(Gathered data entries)
---

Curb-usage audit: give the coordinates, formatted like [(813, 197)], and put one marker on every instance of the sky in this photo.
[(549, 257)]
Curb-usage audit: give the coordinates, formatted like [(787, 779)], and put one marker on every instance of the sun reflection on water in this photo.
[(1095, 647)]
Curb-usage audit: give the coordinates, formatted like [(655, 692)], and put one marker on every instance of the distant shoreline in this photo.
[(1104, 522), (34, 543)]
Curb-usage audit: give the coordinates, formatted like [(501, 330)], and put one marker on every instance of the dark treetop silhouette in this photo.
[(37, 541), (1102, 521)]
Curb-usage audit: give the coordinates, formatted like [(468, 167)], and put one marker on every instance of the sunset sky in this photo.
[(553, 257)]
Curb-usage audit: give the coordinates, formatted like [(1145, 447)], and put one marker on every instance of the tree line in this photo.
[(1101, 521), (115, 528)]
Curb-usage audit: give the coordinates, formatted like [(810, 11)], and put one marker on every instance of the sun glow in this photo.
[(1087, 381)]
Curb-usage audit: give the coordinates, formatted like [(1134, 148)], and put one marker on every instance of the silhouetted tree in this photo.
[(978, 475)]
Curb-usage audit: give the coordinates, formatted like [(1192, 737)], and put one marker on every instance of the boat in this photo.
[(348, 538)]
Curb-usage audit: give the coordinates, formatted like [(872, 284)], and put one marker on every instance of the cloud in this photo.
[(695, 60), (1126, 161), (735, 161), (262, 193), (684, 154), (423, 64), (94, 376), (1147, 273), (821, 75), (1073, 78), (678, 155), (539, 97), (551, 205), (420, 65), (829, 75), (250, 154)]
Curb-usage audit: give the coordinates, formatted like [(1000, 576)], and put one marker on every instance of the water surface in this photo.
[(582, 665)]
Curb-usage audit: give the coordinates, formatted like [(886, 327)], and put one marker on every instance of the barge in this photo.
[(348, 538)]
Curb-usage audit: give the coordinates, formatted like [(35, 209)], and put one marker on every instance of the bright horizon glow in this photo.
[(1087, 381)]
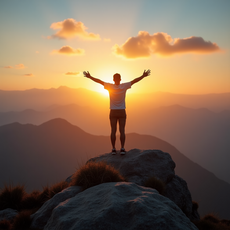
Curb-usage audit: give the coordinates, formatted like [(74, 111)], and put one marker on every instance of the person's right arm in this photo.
[(87, 74), (145, 74)]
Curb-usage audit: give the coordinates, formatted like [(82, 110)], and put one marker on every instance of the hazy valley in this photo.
[(198, 125)]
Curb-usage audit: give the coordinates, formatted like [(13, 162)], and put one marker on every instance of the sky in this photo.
[(48, 44)]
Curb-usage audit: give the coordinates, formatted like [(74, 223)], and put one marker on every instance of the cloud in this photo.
[(107, 40), (8, 67), (69, 28), (72, 73), (144, 45), (28, 75), (20, 66), (68, 50)]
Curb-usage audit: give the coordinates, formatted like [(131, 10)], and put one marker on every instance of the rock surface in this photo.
[(40, 218), (137, 166), (8, 214), (118, 206)]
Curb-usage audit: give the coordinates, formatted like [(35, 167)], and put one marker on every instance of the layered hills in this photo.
[(45, 154)]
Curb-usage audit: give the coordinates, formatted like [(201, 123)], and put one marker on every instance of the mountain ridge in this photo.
[(50, 153)]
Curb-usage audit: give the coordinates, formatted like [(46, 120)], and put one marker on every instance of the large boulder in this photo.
[(40, 218), (139, 165), (118, 206)]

---

Please rewrite all the lines above, swapping "cloud" for "cloud formation" and changing nothing else. Leave the pictures out.

__RESULT FOR THIS EXERCISE__:
Curb-usage audit: give the coordinates, formatted like [(813, 197)], and put one marker on every instance of the sky in this photo.
[(549, 257)]
Curb-usage audit: give the coordinates, formatted like [(787, 779)], and put one marker on every instance of the sun reflection on water in this photo.
[(1095, 647)]
Curb-usage audit: give the coordinates, formatted like [(655, 692)], and put one marker on every instance of the distant shoreline in this photo.
[(1104, 522), (34, 543)]
Curb-usage audit: give the coordinates, formatted like [(501, 330)], and put one marker on every instance of the dark treetop silhouette in this photo.
[(37, 541), (1102, 521)]
Curb-usage audit: give the coordinates, formatted like [(468, 167)], and put one marker on every instance of the sunset sky in this photo.
[(553, 257)]
Curb-usage audit: give the coordinates, formatted like [(1145, 447)], and put one marker on every instance of the tree line in this photo.
[(1101, 521), (115, 528)]
Curb-usage audit: give the coordinates, formatted like [(810, 11)], and put one marker on every instance of the sun glow in this photo.
[(1087, 381)]
Curb-usage audit: give the coordinates, formatted like [(1134, 148)], and put one marker on every instance of the silhouetted tree in this photo.
[(978, 475)]
Curb-usage audit: give the coordinates, formatted like [(1192, 737)], and put one marker on every instance of the boat in this photo.
[(348, 538)]
Curb-usage audit: give the coordinates, formatted like [(872, 284)], and put one marker on every instance of the cloud formation in this photo.
[(695, 60), (1126, 161), (735, 161), (262, 193), (684, 154), (423, 64), (94, 376), (1147, 273), (821, 75), (1073, 78), (678, 155), (539, 97), (551, 205), (420, 65), (829, 75), (250, 154)]
Curb-usage audit: give the coordinates, formatted like [(1000, 576)], and put one marker on every instance of the water surface in this photo.
[(582, 665)]
Curb-usage audit: give the coordinates, formatted like [(886, 327)], and put one marker on every instance of the barge in this photo.
[(348, 538)]
Curb-usage audit: give the coordinates, formatted like [(35, 209)], and put one marker on every instance of the bright horizon glow in this photo.
[(1087, 381)]
Curb-usage audit: give the coordinates, formatted like [(74, 111)], and put one marker on every instance of the person's right arm in this photo.
[(87, 74), (145, 74)]
Curb-usage audit: give the coordinates, formatted like [(82, 110)], and put one marker on every instance of the hazy valley in this photo.
[(198, 125)]
Curb-usage audit: give the coordinates, formatted like [(13, 162)], and put one marker on every instance of the sky in this photo.
[(48, 44)]
Curb-usage audit: give the coordinates, formatted like [(74, 223)], and put one marker on every instance of the cloud formation in this photo.
[(107, 40), (8, 67), (69, 28), (72, 73), (144, 45), (28, 75), (20, 66), (68, 50)]
Curb-usage audit: give the coordinates, formatted like [(131, 10)], and put one marker on every instance of the rock surface in this photo.
[(40, 218), (137, 166), (8, 214), (118, 206)]
Curb-usage audit: give the coordinates, formatted like [(35, 167)], and put one marker on every instance of the layered hills in this photo.
[(45, 154)]
Curb-usage audit: give the coordinates, formatted like [(201, 123)], and put one marker on every instance of the mountain ridge in this photo.
[(50, 153)]
Curb-usage audit: give the coordinates, formatted like [(46, 120)], and put one marker on every instance of the large boulder in this photo.
[(40, 218), (139, 165), (118, 206)]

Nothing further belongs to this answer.